Top of RECORDS SUPPLIED

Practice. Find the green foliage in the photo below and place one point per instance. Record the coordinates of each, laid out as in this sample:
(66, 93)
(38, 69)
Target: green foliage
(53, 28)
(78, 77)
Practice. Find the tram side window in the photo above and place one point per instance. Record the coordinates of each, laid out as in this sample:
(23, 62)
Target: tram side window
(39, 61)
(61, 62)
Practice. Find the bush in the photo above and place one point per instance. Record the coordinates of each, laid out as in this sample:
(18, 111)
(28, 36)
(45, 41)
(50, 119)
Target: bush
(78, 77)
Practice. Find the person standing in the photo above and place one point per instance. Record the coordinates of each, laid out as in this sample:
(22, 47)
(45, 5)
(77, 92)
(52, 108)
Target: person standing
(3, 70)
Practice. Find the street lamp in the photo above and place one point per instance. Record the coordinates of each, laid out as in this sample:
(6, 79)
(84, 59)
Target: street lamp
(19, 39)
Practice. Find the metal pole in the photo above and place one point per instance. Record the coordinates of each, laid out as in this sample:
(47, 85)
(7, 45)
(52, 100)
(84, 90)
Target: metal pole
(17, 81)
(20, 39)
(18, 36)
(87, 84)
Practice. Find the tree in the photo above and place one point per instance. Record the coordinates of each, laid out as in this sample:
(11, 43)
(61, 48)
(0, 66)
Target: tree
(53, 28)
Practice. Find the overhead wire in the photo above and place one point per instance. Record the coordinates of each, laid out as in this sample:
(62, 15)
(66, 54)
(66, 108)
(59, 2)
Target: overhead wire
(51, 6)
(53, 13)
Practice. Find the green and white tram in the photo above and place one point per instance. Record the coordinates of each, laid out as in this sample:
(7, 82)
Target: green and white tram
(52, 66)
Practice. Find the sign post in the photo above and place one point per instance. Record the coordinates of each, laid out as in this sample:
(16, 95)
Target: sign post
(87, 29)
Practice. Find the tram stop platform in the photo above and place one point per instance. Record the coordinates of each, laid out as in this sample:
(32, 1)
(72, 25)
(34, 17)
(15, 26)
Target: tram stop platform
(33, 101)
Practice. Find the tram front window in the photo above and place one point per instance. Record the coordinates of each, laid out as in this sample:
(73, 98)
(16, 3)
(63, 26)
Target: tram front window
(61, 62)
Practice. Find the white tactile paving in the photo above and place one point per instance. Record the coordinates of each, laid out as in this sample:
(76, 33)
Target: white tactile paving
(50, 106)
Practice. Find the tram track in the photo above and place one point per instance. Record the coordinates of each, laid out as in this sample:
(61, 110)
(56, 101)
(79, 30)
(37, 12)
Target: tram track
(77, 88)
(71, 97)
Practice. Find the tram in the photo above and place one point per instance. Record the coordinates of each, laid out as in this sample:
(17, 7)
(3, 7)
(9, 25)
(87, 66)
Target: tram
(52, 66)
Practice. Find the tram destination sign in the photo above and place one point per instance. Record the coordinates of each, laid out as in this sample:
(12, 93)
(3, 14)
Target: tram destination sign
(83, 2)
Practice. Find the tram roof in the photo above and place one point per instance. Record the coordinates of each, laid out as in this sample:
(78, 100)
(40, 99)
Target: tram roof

Bottom of RECORDS SUPPLIED

WORK REQUEST -> How many lines of the data include the word "roof"? Reply with the number and nothing else.

RESPONSE BELOW -> 2